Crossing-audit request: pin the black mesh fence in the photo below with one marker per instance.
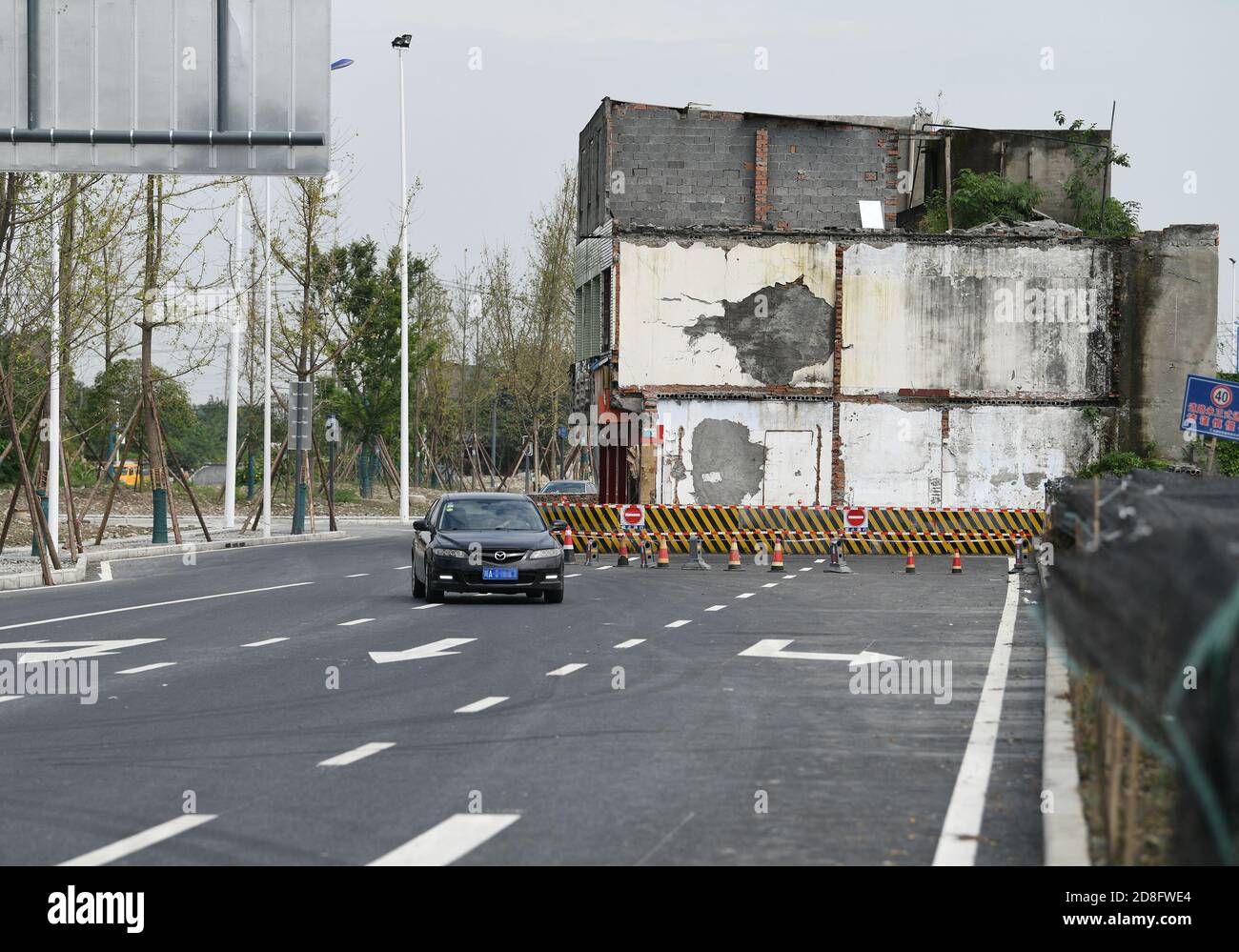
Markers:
(1145, 592)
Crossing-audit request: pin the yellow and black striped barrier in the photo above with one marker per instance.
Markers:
(808, 530)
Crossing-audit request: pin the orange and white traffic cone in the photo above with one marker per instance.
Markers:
(777, 557)
(1019, 557)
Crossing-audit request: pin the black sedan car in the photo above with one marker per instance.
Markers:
(486, 542)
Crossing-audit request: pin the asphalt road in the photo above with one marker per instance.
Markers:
(665, 745)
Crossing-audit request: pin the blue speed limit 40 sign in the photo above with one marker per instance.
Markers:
(1210, 408)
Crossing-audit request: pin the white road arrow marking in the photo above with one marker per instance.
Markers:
(775, 648)
(77, 648)
(434, 650)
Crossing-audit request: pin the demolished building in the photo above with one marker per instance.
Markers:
(792, 357)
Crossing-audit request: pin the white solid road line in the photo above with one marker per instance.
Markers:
(147, 667)
(122, 848)
(449, 841)
(152, 605)
(478, 705)
(355, 754)
(962, 827)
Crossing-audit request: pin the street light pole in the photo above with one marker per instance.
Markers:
(234, 375)
(267, 367)
(53, 400)
(1234, 318)
(400, 44)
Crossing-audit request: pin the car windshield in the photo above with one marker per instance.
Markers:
(516, 515)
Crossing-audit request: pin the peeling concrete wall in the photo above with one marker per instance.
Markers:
(752, 453)
(979, 320)
(891, 456)
(1169, 320)
(742, 315)
(1002, 456)
(994, 456)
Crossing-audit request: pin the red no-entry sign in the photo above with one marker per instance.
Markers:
(632, 517)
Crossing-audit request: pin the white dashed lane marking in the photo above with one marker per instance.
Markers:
(122, 848)
(147, 667)
(479, 705)
(449, 841)
(355, 754)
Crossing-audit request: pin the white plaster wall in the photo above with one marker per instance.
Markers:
(925, 316)
(1002, 456)
(891, 456)
(667, 289)
(797, 441)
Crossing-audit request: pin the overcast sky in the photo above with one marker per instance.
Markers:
(487, 143)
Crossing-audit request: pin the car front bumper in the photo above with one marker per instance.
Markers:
(539, 576)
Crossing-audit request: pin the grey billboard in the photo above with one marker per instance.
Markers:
(193, 87)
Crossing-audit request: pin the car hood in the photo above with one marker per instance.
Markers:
(497, 538)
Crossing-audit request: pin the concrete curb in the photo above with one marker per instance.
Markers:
(35, 579)
(1065, 829)
(66, 577)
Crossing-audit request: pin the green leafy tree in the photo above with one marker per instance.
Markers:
(1091, 157)
(980, 198)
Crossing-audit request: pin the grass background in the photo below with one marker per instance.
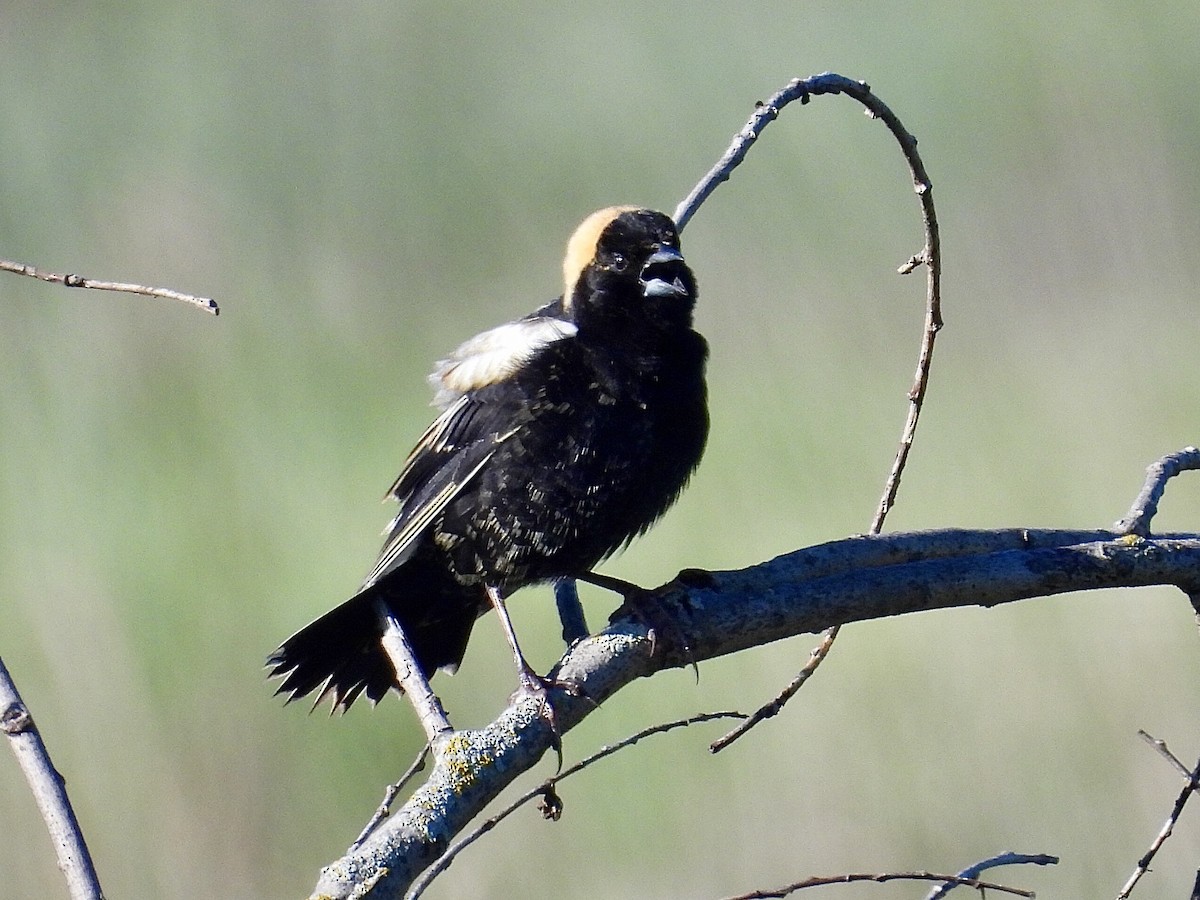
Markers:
(361, 186)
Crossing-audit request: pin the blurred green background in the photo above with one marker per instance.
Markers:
(361, 186)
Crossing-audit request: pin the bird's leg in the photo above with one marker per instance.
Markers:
(529, 683)
(570, 611)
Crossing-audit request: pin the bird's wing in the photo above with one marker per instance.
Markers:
(475, 420)
(492, 355)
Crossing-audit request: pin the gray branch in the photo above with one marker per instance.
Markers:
(49, 791)
(723, 612)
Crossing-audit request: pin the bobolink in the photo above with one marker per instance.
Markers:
(563, 436)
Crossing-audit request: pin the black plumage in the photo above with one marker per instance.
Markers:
(562, 437)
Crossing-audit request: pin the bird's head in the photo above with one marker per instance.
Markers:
(625, 262)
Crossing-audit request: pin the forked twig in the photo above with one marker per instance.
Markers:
(1191, 787)
(78, 281)
(409, 676)
(880, 877)
(553, 805)
(389, 797)
(1157, 475)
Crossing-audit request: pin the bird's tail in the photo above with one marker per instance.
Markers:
(340, 654)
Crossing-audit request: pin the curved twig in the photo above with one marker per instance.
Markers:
(803, 89)
(972, 871)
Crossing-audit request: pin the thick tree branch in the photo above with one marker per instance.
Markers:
(808, 591)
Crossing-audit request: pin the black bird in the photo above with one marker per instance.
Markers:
(563, 436)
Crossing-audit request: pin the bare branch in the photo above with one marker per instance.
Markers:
(972, 871)
(803, 89)
(408, 673)
(1157, 475)
(553, 805)
(1165, 753)
(389, 796)
(49, 791)
(1163, 834)
(723, 612)
(773, 708)
(827, 880)
(78, 281)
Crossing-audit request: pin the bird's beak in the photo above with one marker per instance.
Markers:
(660, 275)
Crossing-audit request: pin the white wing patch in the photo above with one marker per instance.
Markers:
(493, 355)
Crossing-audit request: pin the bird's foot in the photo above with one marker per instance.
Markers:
(532, 685)
(646, 606)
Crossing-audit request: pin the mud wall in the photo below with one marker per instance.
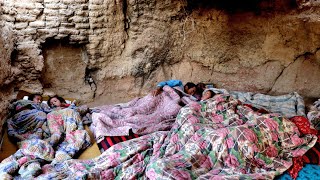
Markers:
(6, 88)
(110, 51)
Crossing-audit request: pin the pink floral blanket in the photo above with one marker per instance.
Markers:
(216, 139)
(141, 115)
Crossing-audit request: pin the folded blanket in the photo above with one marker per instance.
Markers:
(287, 105)
(141, 115)
(216, 139)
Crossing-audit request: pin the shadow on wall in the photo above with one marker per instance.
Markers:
(65, 70)
(232, 6)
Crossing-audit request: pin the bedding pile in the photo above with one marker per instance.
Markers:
(314, 114)
(219, 138)
(287, 105)
(141, 115)
(43, 139)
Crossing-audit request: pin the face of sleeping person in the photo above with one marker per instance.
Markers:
(206, 95)
(191, 91)
(37, 99)
(54, 102)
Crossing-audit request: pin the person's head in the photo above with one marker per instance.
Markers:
(190, 88)
(207, 95)
(36, 98)
(56, 101)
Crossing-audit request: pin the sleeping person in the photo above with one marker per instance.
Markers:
(189, 89)
(36, 98)
(43, 139)
(207, 94)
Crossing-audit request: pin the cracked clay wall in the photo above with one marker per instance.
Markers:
(6, 89)
(111, 51)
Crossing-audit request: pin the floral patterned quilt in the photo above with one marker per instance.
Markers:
(141, 115)
(65, 136)
(215, 139)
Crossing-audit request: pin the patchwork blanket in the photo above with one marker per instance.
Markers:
(142, 115)
(287, 105)
(27, 120)
(314, 114)
(216, 139)
(65, 136)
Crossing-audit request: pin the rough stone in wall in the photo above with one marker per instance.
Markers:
(6, 88)
(130, 45)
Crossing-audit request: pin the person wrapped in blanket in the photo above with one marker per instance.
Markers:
(27, 119)
(44, 136)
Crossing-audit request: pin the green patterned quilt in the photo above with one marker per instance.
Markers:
(216, 139)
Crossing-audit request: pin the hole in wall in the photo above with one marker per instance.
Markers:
(64, 71)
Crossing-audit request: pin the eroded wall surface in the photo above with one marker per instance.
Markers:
(6, 88)
(111, 51)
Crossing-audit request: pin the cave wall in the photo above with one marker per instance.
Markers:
(6, 88)
(121, 49)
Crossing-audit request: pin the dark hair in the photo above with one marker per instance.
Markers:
(200, 88)
(32, 96)
(189, 85)
(58, 97)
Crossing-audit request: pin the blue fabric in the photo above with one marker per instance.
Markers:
(309, 171)
(171, 83)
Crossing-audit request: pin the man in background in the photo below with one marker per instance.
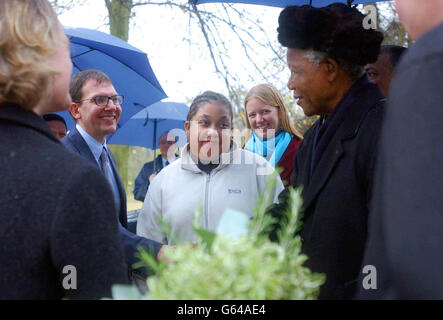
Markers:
(57, 124)
(381, 72)
(150, 169)
(403, 258)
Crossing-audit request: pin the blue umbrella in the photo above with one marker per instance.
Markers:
(127, 67)
(145, 126)
(285, 3)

PROBLEM DESCRIPTION. Rewrite all of the records above, replacing "Crossing-audit request" with "Labeling request" and leaving everything else as it is. Omit the pictures.

SOLUTION.
Labeling request: pin the black mesh fence in the photo below with one marker per instance.
Markers:
(1145, 592)
Labeling request: pin the yellow and black striped barrier in the photo above with one marker per instance.
Markers:
(808, 530)
Labeling request: pin the orange and white traffic cone in the photo above with one marker per instance.
Markers:
(777, 557)
(1019, 557)
Labeling request: pin the black sedan car in the photo above with one marker per instance.
Markers:
(486, 542)
Labeling request: pin the asphalt road in the photo above with one marker per instance.
Markers:
(665, 745)
Labeling request: pin the blue speed limit 40 sign in the photo above with one marker per instance.
Markers:
(1210, 408)
Labeling request: pin the white road arrow marking in the photo above with one marker per instance.
Markers:
(775, 648)
(77, 648)
(434, 650)
Labeling request: pin the demolished building in the photo above with one marker per instance.
Markers:
(792, 357)
Labeling request: pin the white solid road line in the photo above with one marker per instance.
Markers:
(147, 667)
(122, 848)
(449, 841)
(152, 605)
(478, 705)
(355, 754)
(962, 827)
Labeling request: pin the street light pole in the photo above with one marker per instance.
Markers:
(234, 375)
(267, 367)
(53, 400)
(1234, 318)
(400, 44)
Labeling request: pin the car windshield in the photo above with one marker per instance.
Markers:
(516, 515)
Labeling request: pin the peeling concrete wall in the photo above with one marker per instance.
Markers:
(752, 453)
(979, 320)
(891, 456)
(1169, 320)
(742, 315)
(1002, 456)
(994, 456)
Labeling request: pin the red no-entry sign in the photo above with one marker per instance.
Markers:
(632, 517)
Labeling request: pin the white dashed lane marking in the photo above with one marker per instance.
Markers:
(122, 848)
(147, 667)
(479, 705)
(449, 841)
(355, 754)
Labeling request: pin the white plaster wall in the photo above with one marker per instance.
Markers:
(925, 316)
(1002, 456)
(891, 456)
(667, 289)
(797, 441)
Labeling request: pin the overcast sky in the photo above with one marker per instance.
Markers:
(487, 143)
Labeling request: pin the car front bumper in the photo above with one marker per instance.
Markers:
(539, 576)
Labeling request: pin the grey billboard in the photo above with one marker per instance.
Markers:
(193, 87)
Labeling request: pin the car hood in the photo above with one marker per instance.
Markers:
(497, 538)
Labeling request: pin the concrete curb in the photo above with one marker per instance.
Markers:
(35, 579)
(1065, 829)
(66, 577)
Labeling request: pin the green leafy tree in the photo above with one marker per instance.
Markers:
(1091, 157)
(980, 198)
Labeling request: pin the grass background in the photo below with one marker per instance.
Markers:
(361, 186)
Labeling request: pin the blurred green background in the photo above with one marker per instance.
Markers:
(361, 186)
Labeling request: pin the bird's leg in the photo above with one marker per instance.
Markers:
(529, 683)
(570, 611)
Labeling request: pin the bird's wing in the photo above with one marker per instance.
Markers:
(475, 420)
(492, 355)
Labeling request: pin the gray branch in the photo above with one marker per instance.
Markers:
(49, 791)
(723, 612)
Labeling request: pin the bobolink in the photo above with one marker per instance.
Markers:
(563, 436)
Labeling request: pin the black plumage in the photo above with one marker per instance.
Markers:
(562, 437)
Labeling request: pin the bird's head in the photo above with one marker per instance.
Markers:
(625, 262)
Labeling request: pin the forked twig in the photo above with one marker per instance.
Markers:
(1191, 787)
(78, 281)
(409, 676)
(880, 877)
(553, 805)
(389, 797)
(1157, 475)
Labeling request: pin the bird's tail in the photo above with one marker per instance.
Markers:
(340, 654)
Labeling request: pin the curved twig in the photo above with one marker per instance.
Markers:
(803, 89)
(972, 871)
Labeling request: pin the thick tree branch in the photo above with one marker per instance.
Markers:
(808, 591)
Labeling request: pin the black bird in the photo above with one marker per instance.
Markers:
(563, 436)
Labeling request: pin the bare branch in the photo above with one marker per instance.
Markers:
(972, 871)
(803, 89)
(408, 673)
(1157, 475)
(553, 805)
(1165, 753)
(389, 796)
(49, 791)
(1163, 834)
(723, 612)
(773, 708)
(827, 880)
(78, 281)
Labeling request: pin the bird's beak in the photo above with one marker per instance.
Markers:
(660, 275)
Labeling request: pin the white wing patch in the photo above with one marker per instance.
Markers:
(493, 355)
Labeling request: pin the bird's foot in the photo above with one marker per instance.
Markers:
(532, 685)
(646, 606)
Labeling request: pin the mud wall in the photo below with one marker per instance.
Markers:
(6, 88)
(110, 51)
Labeling request: pin the pink floral blanket in the photo above with one marker per instance.
Markers:
(216, 139)
(141, 115)
Labeling request: pin the folded blanket in the photo above with one marker per instance.
Markers:
(287, 105)
(141, 115)
(216, 139)
Labeling request: pin the shadow on wall in the photo above with one marker per instance.
Markers:
(65, 70)
(232, 6)
Labeling request: pin the bedding pile in the photo above with one marker per instance.
Markers:
(314, 114)
(219, 138)
(287, 105)
(141, 115)
(43, 139)
Labeling request: pin the face of sleeping person in the photo above with one marker per instance.
Markers:
(206, 95)
(191, 91)
(37, 99)
(54, 102)
Labeling request: pin the person's head in the photo above with one marker per instance.
Markers:
(190, 88)
(207, 95)
(36, 98)
(56, 101)
Labeling request: pin the sleeping person in the photo above with one marker per instance.
Markers:
(189, 89)
(36, 98)
(43, 139)
(207, 94)
Labeling request: pin the cracked clay wall in the photo above with one marker per instance.
Markers:
(6, 89)
(111, 51)
Labeling request: pin the floral patterned quilt in the photo above with one marker per instance.
Markers:
(141, 115)
(65, 136)
(215, 139)
Labeling request: pin the patchwork blanket in the photo above with one marker per instance.
Markers:
(142, 115)
(287, 105)
(27, 120)
(314, 114)
(216, 139)
(65, 136)
Labeling request: pin the rough stone in wall in the photo above with one marker per instance.
Markers:
(6, 88)
(130, 45)
Labeling request: pin the person wrapped in blanket in the photo above with one marker per instance.
Markers:
(27, 119)
(44, 136)
Labeling request: pin the green patterned quilt in the photo above with one marker per instance.
Markers:
(216, 139)
Labeling request: pin the hole in wall in the photo above with one marker per instance.
Markers:
(64, 71)
Labeling request: pin the eroded wall surface in the photo above with one marker per instance.
Markers:
(6, 88)
(111, 51)
Labeling request: pin the cave wall in the photo above with one marker per instance.
Markers:
(6, 88)
(121, 49)
Labeling request: pin the dark hair in the photo above with one marker per instance.
Markers:
(200, 88)
(32, 96)
(189, 85)
(58, 97)
Labeling request: pin the blue fabric in the photo above with one marker per instance.
Markers:
(309, 171)
(171, 83)
Labeling request: pin the man in background in the photo below with one marker per instance.
Markers:
(57, 124)
(381, 72)
(150, 169)
(403, 258)
Labeling request: pin the blue umbrella in the photo above with one marker per instance.
Markers:
(127, 67)
(145, 126)
(285, 3)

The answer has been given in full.